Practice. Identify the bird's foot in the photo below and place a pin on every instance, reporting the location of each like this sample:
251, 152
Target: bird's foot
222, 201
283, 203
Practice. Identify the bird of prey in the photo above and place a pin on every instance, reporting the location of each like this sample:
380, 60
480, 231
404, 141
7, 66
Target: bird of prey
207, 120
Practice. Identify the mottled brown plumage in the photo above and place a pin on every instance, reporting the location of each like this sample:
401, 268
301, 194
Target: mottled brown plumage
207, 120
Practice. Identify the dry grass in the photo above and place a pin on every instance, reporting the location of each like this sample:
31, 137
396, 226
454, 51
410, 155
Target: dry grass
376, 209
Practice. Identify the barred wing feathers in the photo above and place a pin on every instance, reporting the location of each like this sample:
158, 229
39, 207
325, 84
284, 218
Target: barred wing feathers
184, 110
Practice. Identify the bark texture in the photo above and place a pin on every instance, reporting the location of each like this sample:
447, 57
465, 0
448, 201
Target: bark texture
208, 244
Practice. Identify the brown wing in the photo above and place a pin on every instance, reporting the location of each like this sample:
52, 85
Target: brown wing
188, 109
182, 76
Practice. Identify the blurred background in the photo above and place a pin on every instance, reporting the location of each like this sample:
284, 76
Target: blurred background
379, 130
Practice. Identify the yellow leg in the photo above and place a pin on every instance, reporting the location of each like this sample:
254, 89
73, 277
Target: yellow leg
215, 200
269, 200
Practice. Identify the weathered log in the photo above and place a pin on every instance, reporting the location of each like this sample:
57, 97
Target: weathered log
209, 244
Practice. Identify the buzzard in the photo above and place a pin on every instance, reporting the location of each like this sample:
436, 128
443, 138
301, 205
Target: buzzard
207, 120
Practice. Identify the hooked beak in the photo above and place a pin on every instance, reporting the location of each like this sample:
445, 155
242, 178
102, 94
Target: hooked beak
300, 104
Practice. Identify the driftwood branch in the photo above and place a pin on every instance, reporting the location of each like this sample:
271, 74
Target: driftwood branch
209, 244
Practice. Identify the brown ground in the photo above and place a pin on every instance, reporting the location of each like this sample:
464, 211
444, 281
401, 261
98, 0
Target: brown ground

§ **Instructions for the task**
Rescale the records starting with the line that contains "Practice. Identify the driftwood" and going on through the end of the records, reproducing every line of that span in full. Multiply each answer coordinate by 0.7 and round to whole numbers with halves rounded up, but leave the sample coordinates that follow "like this sample:" unchanged.

§ **The response**
Practice. Identify the driftwood branch in the photo above and place a pin on every instance, reporting the location of each like this sample:
271, 74
Target: driftwood branch
146, 171
Practice. Identify the brown ground in the photo above and place a pin on every instance, reporting the location of each like this sample:
464, 211
444, 281
401, 261
98, 0
Target: brown ground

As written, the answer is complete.